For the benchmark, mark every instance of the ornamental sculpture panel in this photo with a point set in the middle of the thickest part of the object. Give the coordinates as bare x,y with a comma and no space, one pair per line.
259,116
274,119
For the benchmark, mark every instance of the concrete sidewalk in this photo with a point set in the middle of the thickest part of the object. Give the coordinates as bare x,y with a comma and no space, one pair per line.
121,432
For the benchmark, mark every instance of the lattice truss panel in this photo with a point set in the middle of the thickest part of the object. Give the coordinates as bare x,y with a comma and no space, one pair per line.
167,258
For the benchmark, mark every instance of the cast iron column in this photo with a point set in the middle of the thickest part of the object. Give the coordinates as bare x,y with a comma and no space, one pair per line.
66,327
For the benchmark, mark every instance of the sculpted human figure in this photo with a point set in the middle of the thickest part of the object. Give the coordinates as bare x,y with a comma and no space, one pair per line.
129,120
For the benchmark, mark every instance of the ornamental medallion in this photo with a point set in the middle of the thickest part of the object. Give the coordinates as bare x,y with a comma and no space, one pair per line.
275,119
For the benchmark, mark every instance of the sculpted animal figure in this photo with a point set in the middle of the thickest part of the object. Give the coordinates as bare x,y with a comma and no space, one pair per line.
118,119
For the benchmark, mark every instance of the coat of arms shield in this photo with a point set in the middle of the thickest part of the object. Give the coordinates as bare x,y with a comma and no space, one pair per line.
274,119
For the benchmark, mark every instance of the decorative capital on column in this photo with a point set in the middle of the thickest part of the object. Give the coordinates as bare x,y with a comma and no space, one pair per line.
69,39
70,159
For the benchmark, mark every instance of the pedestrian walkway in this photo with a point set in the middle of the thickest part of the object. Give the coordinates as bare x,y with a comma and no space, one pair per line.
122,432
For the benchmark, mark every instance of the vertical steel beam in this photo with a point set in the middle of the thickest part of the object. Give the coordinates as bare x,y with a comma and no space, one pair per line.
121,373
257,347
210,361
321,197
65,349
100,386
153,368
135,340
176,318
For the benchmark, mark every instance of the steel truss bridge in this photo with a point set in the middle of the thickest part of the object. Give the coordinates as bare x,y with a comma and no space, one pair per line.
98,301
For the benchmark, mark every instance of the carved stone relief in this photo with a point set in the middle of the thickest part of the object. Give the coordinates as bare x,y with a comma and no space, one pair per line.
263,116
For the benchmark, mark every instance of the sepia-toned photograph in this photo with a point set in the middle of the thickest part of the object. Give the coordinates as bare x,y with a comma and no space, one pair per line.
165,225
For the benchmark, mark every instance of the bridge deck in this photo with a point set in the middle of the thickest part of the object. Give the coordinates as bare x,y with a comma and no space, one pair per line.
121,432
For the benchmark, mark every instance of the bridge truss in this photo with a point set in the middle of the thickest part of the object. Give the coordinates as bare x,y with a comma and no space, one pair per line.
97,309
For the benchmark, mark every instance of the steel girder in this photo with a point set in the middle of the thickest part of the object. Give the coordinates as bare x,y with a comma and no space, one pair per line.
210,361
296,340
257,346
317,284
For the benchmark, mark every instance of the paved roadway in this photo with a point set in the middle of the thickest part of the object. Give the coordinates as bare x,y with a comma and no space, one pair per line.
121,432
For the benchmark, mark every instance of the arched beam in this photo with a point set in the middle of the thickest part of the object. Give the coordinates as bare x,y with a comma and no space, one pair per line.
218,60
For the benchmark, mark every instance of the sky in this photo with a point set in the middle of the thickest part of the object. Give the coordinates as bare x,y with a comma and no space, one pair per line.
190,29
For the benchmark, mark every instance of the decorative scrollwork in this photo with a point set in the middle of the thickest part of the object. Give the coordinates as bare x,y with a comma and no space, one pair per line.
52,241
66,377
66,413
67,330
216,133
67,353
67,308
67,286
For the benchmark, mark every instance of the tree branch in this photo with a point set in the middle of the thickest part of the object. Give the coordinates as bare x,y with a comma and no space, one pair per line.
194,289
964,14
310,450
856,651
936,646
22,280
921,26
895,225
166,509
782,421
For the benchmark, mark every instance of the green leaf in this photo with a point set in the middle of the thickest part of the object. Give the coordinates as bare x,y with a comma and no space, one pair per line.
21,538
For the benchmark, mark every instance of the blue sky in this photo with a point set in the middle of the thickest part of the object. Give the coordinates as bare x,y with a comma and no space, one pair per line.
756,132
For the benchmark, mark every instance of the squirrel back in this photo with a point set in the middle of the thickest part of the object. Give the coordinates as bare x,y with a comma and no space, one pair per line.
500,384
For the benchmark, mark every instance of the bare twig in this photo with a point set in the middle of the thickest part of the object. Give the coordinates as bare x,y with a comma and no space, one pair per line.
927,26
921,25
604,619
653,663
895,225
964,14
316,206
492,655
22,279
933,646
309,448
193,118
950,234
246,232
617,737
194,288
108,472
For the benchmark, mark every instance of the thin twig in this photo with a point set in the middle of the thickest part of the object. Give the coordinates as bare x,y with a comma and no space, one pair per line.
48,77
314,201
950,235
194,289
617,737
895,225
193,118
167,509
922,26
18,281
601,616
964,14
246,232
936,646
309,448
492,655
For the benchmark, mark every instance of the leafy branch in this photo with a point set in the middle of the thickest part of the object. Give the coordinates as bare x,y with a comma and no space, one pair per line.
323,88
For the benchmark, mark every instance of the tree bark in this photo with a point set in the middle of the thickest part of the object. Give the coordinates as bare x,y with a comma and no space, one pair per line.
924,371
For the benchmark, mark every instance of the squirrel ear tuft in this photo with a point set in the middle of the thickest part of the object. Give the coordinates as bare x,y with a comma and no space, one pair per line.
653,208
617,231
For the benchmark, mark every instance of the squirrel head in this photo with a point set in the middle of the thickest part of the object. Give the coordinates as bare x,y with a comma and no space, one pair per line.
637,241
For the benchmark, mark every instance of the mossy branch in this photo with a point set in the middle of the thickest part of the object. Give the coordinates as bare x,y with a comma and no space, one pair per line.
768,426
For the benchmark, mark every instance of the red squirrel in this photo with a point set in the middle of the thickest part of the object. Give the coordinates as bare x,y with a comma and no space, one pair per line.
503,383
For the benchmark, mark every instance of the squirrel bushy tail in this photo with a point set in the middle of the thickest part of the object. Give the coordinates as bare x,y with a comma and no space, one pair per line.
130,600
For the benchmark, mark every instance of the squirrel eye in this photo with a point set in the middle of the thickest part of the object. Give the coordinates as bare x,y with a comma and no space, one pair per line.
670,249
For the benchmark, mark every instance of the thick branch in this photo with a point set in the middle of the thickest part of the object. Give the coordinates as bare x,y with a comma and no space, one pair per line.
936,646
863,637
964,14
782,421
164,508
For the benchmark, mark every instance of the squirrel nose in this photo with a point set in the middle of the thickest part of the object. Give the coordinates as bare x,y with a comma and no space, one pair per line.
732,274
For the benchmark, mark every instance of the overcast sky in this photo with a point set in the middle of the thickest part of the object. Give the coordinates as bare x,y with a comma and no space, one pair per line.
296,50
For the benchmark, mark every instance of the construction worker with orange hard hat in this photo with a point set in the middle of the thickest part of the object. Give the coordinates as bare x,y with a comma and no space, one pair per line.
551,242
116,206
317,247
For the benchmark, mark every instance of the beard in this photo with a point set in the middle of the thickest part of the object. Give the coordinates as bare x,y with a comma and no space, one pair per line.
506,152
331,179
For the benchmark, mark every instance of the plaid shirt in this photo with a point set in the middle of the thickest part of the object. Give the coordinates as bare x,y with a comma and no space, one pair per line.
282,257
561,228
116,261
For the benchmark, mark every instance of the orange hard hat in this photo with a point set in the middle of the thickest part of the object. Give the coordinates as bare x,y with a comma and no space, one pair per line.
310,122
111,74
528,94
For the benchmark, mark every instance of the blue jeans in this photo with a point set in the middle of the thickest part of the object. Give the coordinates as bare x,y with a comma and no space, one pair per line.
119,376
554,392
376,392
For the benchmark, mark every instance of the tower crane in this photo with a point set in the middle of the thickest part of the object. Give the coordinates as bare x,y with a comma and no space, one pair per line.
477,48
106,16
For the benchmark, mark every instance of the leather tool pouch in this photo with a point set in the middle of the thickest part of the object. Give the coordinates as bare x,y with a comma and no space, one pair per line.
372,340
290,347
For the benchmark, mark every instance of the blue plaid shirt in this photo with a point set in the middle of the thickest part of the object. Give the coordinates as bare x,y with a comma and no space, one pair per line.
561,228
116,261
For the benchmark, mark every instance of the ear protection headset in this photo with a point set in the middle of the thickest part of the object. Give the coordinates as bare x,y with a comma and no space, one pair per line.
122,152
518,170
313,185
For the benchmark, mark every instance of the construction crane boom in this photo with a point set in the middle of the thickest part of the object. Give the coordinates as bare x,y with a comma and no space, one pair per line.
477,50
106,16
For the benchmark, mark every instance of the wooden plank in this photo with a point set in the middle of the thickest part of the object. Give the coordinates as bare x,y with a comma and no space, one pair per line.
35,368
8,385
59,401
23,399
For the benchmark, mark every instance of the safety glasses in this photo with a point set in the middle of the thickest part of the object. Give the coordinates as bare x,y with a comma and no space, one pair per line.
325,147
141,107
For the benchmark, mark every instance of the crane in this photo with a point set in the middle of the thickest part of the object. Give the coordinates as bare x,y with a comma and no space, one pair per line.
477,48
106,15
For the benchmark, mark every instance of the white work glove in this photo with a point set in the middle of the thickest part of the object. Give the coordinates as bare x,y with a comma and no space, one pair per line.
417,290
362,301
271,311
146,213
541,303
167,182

◆ **AIM**: Return the line that contains "For the benchmark, mark every instance of the wooden" and all lines after it, verbatim, and nothing else.

◆ **EXERCISE RESULT**:
For the benchmark, mark every instance of the wooden plank in this photo with a point set in the middle of the thickest part of the object. Give the coordinates as bare x,y with a comma and no space, one pair per line.
35,368
8,385
59,401
23,399
For the benchmark, mark every instance of the safety glasses in this photo with a point set in the middle of the thickest part of the object. Give the coordinates as bare x,y with a comma and no space, one pair per line.
325,147
141,107
For the benchmark, mark every instance of the crane in this photo with a point set in the middle of the thickest part of the object. Give the coordinates as bare x,y with a comma and no space, one pair per line.
477,48
106,15
For the benchmark, mark every instance of the white work glove in this photo with a point set in the middle of the thickest part of the object. Give the coordinates as bare x,y with a comma and no space, one pair per line.
417,290
362,301
271,311
146,213
541,303
167,182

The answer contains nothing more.